**Selected text:**

BEGIN

# cats fighting how do I get them to be friends again?



## samf1971 (Mar 27, 2012)

Hi, I have searched for help with our situation and hope that someone can offer a bit of advice.

We have two cats, Casper (female) & Twinkle (male)they are both approx 2 years old and have both been spayed/neutured, they have always been house cats who go in the garden for a little while on their leads. 

We moved into the country last October and they settled into the new home quickly and have enjoyed trotting about the garden on their leads just the same. However last week Twinkle escaped out of the window and didn't come back for a couple of hours, when he returned Casper went completely crazy and attacking him. After reading on a few pages I guessed he may have picked up some kind of scent so we rubbed them both with the same towel, gave them a little scent of vanilla etc so they both smelled the same again, after a couple of hours they were fine again. We took them out into the garden yesterday and as we were bringing them both inside again after their time outside, again Casper went berserk, unfortunately in the kerfuffle they both slipped out of our hands and ran down the field resulting in an almighty scrap, Casper came running back to the house & Twinkle remained outside for twenty minutes or so until we could find him and release him from the bush he'd got entangled in.

The same thing happened when they met Casper went crazy & they haven't been together 24 hours later. Casper is wandering about the house perfectly fine until coming across Twinkle (who is hiding in the bathroom) and then they both start hissing and growling at each other. I'm bothered that Twinkle will not come out to use the tray or eat as he is scared of another attack.

Will they ever be friends again - how can I get them to go back together. I'm worried that one of them is going to kill the other they are so viscious (no bloodshed as yet just lots of fur flying). We are actually going to be away overnight next week and I'm now worried how they're going to be!


----------



## loubyfrog (Feb 29, 2012)

Sorry ive no advice for you (apart from maybe separating them for a bit) but hopefully someone from here can help you out.

Hope they become best buddies again very soon


----------



## samf1971 (Mar 27, 2012)

Thanks for that , still no sign of the male! still think hes in the airing cupboard !


----------



## broccoli (Jul 1, 2011)

thats a tough one... cats can react funny if one is ill

if not feliway or pet remedy can help with stress - worth a try.


----------



## The Minkey (Feb 6, 2012)

I've heard it's possible for one half of a pair of cat friends to take badly against the other if it's come back from the vet because it smells different. Cats seem to trust smell more than sight from my experience. My own cat Tia attacked me one day because I had the smell of tomcat on my hands and had unwittingly got a few drops of tom spray on the sole of my slipper. She got a scare and suddenly to her nose and in her eyes I was an intruder tom cat so she went for me. The vet laughed and said I reckon it was a bit like a husband returning home smelling of someone else's perfume, where I'm in the role of the husband and she the angry wife. Whatever her reason, it taught me a valuable lesson about my cat which is that smell overrides appearance in her brain.

END

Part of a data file
BEGIN

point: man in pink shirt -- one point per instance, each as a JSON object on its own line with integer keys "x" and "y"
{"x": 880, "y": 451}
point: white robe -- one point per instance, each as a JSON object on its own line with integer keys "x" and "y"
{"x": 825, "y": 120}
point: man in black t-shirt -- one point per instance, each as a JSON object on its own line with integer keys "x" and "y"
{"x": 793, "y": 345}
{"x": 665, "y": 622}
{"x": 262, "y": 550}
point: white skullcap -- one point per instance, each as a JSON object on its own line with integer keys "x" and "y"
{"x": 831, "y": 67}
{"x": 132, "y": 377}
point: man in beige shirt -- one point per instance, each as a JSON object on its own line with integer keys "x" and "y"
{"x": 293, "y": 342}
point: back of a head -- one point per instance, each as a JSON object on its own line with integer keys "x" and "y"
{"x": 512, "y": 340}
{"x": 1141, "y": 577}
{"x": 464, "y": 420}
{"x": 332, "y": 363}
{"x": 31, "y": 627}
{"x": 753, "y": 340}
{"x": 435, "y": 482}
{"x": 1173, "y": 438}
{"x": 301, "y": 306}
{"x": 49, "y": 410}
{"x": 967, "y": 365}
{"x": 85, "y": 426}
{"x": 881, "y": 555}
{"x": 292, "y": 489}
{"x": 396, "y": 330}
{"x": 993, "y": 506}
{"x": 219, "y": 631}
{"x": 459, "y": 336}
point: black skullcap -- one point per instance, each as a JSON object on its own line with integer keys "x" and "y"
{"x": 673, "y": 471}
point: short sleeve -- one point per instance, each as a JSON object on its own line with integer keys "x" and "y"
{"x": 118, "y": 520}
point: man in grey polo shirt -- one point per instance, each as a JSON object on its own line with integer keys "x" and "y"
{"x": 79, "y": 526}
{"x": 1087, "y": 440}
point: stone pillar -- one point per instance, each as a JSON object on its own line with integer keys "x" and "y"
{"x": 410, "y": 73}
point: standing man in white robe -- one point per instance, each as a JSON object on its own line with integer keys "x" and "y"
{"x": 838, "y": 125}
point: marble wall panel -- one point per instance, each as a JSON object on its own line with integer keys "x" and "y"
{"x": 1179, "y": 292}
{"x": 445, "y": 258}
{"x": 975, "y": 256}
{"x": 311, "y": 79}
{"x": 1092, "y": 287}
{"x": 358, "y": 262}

END

**What this exercise asks:**
A) In the forum thread about the fighting cats, how long was Twinkle gone after escaping out of the window?
B) Lay out the part of the rows that opens with the line containing "point: short sleeve" and runs through the last row as a Markdown table with the columns No. and Line, leaving out blank lines.
The forum thread and the rows are separate, unrelated material.

**Solutions per task:**
A) A couple of hours.

B)
| No. | Line |
|---|---|
| 1 | point: short sleeve -- one point per instance, each as a JSON object on its own line with integer keys "x" and "y" |
| 2 | {"x": 118, "y": 520} |
| 3 | point: man in grey polo shirt -- one point per instance, each as a JSON object on its own line with integer keys "x" and "y" |
| 4 | {"x": 79, "y": 526} |
| 5 | {"x": 1087, "y": 440} |
| 6 | point: stone pillar -- one point per instance, each as a JSON object on its own line with integer keys "x" and "y" |
| 7 | {"x": 410, "y": 73} |
| 8 | point: standing man in white robe -- one point per instance, each as a JSON object on its own line with integer keys "x" and "y" |
| 9 | {"x": 838, "y": 125} |
| 10 | point: marble wall panel -- one point per instance, each as a JSON object on its own line with integer keys "x" and "y" |
| 11 | {"x": 1179, "y": 292} |
| 12 | {"x": 445, "y": 258} |
| 13 | {"x": 975, "y": 256} |
| 14 | {"x": 311, "y": 79} |
| 15 | {"x": 1092, "y": 287} |
| 16 | {"x": 358, "y": 262} |